** Begin Source **

Hello,
Eric, I can't understand why the commit ("signal: Guarantee that
SIGNAL_GROUP_EXIT is set on process exit") added the new
quick_threads counter. And why, if we forget about --quick_threads,
synchronize_group_exit() has to take siglock unconditionally.
Did I miss something obvious?
Tejun, could you check the note about css_task_iter_advance() in
the changelog? And can't it use thread_group_empty() instead?
Oleg.
do_exit() can simply decrement signal_struct->live earlier and call
synchronize_group_exit() only if group_dead is true. Also, this code
can avoid spin_lock_irq(siglock) if SIGNAL_GROUP_EXIT is already set.
The only "nontrivial" user of signal->live is css_task_iter_advance()
but it should not be affected. With or without this change the task
is the exiting/exited leader which has already passed cgroup_exit(),
atomic_read(signal->live) can race with sub-threads but this is fine.
Signed-off-by: Oleg Nesterov <[email protected]>
---
include/linux/sched/signal.h | 1 -
kernel/exit.c | 12 +++++++-----
kernel/fork.c | 2 --
3 files changed, 7 insertions(+), 8 deletions(-)
diff --git a/include/linux/sched/signal.h b/include/linux/sched/signal.h
index 0a0e23c45406..f98aae40d7e6 100644
--- a/include/linux/sched/signal.h
+++ b/include/linux/sched/signal.h
@@ -95,7 +95,6 @@ struct signal_struct {
refcount_t sigcnt;
atomic_t live;
int nr_threads;
- int quick_threads;
struct list_head thread_head;
wait_queue_head_t wait_chldexit; /* for wait4() */
diff --git a/kernel/exit.c b/kernel/exit.c
index f95a2c1338a8..11bac37e2bc6 100644
--- a/kernel/exit.c
+++ b/kernel/exit.c
@@ -800,10 +800,11 @@ static void synchronize_group_exit(struct task_struct *tsk, long code)

** End Source **
** Begin Entries provided **

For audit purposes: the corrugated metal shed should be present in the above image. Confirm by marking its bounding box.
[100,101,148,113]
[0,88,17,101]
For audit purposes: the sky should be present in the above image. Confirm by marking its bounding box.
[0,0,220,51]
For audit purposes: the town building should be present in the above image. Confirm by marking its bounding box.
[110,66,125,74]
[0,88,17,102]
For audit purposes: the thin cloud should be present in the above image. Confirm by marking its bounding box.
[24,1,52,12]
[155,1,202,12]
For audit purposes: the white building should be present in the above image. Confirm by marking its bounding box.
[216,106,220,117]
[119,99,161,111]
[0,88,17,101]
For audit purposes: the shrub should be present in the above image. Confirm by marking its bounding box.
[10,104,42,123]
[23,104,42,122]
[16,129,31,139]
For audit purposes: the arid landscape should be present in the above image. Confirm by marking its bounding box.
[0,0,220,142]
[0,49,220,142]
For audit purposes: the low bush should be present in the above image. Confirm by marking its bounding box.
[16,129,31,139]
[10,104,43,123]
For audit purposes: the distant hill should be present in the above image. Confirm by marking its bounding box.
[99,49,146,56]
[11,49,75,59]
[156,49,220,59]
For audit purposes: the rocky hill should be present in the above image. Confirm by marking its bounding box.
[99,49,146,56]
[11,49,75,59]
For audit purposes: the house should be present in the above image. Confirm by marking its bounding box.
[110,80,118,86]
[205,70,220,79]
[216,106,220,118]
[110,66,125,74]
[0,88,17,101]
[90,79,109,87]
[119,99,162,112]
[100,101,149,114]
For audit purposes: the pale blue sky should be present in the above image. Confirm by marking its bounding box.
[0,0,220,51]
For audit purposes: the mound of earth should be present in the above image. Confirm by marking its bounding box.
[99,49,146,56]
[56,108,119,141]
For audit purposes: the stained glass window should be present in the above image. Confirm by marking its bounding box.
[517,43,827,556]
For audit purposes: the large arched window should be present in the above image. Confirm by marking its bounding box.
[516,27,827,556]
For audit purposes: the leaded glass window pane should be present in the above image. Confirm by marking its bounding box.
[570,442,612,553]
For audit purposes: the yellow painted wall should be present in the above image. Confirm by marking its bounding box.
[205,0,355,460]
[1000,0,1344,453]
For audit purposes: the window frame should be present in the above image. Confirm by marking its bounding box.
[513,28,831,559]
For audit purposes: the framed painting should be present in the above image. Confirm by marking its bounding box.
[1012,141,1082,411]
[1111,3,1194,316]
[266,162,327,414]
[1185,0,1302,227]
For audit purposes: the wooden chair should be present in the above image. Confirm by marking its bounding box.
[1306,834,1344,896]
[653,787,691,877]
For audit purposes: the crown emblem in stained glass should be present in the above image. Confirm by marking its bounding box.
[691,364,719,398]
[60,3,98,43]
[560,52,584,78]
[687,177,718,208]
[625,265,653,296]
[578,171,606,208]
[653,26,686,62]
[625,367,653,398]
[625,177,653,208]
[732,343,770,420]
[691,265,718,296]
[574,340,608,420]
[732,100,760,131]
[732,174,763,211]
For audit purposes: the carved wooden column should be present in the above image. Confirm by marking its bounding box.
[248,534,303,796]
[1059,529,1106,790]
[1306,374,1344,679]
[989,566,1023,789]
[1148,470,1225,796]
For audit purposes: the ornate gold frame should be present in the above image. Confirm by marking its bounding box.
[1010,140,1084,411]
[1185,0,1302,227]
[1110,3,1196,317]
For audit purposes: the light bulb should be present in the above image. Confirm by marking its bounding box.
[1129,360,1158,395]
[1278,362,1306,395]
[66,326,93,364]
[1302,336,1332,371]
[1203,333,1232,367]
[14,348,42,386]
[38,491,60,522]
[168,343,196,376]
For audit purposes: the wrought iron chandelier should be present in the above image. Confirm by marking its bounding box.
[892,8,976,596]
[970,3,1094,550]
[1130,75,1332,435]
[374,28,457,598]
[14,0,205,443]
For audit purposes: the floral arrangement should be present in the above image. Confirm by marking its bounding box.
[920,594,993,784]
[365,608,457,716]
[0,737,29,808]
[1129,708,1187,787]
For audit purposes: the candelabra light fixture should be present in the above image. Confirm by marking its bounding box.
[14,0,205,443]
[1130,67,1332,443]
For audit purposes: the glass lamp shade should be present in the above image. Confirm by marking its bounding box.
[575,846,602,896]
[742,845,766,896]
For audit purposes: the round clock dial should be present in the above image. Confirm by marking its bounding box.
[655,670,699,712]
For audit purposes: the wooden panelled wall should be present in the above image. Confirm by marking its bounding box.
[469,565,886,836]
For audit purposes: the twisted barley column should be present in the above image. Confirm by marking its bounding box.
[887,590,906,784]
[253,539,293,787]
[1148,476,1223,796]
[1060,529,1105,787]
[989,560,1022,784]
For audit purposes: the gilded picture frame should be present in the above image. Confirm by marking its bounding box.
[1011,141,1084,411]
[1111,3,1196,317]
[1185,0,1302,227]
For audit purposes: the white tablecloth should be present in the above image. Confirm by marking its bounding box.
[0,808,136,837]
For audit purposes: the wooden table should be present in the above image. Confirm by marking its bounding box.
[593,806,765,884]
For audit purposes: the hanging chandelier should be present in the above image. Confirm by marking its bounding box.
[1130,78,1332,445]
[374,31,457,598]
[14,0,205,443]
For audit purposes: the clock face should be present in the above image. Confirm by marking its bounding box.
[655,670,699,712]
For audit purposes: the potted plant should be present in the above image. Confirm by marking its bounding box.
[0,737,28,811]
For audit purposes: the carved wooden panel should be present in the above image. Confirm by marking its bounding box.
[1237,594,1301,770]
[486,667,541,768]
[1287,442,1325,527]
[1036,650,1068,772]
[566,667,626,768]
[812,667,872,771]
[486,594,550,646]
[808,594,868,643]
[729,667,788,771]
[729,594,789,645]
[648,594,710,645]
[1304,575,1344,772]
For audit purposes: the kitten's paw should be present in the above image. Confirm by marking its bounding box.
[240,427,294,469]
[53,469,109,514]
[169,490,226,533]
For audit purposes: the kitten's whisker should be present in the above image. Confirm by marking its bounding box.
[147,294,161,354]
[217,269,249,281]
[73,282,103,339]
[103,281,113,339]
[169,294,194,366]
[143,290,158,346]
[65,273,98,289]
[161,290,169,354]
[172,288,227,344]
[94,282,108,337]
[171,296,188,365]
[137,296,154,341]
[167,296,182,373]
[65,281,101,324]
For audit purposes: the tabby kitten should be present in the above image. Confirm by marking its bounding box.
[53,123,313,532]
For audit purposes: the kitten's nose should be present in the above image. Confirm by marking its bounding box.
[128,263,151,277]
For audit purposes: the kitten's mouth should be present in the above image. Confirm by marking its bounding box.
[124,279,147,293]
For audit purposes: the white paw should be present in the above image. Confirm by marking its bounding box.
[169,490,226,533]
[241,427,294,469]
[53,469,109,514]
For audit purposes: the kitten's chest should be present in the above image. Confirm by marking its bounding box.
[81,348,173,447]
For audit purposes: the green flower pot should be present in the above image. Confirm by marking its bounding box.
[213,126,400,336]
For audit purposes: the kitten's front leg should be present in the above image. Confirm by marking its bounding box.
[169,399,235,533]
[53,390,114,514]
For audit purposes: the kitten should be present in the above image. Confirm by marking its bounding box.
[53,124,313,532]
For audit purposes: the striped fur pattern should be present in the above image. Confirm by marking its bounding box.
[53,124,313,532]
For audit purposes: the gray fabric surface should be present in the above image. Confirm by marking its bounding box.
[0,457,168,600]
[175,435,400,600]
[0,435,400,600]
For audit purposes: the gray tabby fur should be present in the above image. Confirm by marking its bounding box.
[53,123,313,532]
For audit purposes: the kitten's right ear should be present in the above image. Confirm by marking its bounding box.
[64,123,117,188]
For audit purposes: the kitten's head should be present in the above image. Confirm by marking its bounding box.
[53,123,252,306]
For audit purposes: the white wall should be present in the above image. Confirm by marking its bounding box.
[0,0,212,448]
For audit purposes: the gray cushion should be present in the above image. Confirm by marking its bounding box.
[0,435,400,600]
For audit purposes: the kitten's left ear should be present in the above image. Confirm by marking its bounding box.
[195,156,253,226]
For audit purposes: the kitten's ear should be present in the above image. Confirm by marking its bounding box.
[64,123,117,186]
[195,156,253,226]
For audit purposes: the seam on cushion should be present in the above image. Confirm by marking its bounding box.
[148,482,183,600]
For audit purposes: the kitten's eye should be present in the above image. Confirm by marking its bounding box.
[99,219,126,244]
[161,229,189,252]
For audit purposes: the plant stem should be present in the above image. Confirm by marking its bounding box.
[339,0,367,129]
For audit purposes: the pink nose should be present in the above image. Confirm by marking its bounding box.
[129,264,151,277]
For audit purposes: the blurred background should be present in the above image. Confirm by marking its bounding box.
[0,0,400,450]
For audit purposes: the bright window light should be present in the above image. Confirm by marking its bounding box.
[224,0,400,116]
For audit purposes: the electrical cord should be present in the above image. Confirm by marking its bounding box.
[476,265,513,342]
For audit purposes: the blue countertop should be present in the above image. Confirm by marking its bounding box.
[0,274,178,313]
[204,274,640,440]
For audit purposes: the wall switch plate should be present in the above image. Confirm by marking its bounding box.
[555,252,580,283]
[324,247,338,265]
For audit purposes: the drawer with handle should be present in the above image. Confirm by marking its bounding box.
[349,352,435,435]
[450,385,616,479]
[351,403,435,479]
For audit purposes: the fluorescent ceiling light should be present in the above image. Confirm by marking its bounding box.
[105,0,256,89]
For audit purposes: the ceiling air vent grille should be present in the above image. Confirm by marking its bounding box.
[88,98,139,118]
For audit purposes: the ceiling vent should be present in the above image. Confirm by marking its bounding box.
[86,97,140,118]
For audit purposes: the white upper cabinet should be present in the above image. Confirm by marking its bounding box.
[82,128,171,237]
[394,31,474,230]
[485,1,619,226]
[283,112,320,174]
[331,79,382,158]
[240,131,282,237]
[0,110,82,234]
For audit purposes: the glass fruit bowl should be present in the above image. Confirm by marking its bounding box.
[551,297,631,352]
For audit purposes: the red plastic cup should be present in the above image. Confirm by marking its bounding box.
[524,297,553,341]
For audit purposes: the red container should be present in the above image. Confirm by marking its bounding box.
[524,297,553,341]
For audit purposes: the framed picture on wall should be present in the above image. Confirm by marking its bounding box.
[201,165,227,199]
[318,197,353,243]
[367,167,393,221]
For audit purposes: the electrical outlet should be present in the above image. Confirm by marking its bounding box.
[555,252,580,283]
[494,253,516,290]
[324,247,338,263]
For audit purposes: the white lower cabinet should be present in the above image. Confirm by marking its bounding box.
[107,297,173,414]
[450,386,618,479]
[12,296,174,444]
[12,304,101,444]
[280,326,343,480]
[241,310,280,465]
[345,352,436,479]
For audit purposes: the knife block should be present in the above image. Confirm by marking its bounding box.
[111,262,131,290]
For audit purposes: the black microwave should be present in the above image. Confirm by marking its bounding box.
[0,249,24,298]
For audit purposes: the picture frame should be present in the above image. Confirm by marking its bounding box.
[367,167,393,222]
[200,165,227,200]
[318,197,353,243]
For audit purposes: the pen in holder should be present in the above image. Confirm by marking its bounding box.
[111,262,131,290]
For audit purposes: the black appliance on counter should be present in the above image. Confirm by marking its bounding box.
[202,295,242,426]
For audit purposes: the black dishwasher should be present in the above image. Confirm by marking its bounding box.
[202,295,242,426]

** End Entries provided **

Stated exercise A: According to the patch above the rows, what is the only "nontrivial" user of signal->live?
Stated exercise B: Reproduce the part of the patch above the rows, everything from "Tejun, could you" down to "signal->live is css_task_iter_advance()".

Complete response A: css_task_iter_advance()

Complete response B:
Tejun, could you check the note about css_task_iter_advance() in
the changelog? And can't it use thread_group_empty() instead?
Oleg.
do_exit() can simply decrement signal_struct->live earlier and call
synchronize_group_exit() only if group_dead is true. Also, this code
can avoid spin_lock_irq(siglock) if SIGNAL_GROUP_EXIT is already set.
The only "nontrivial" user of signal->live is css_task_iter_advance()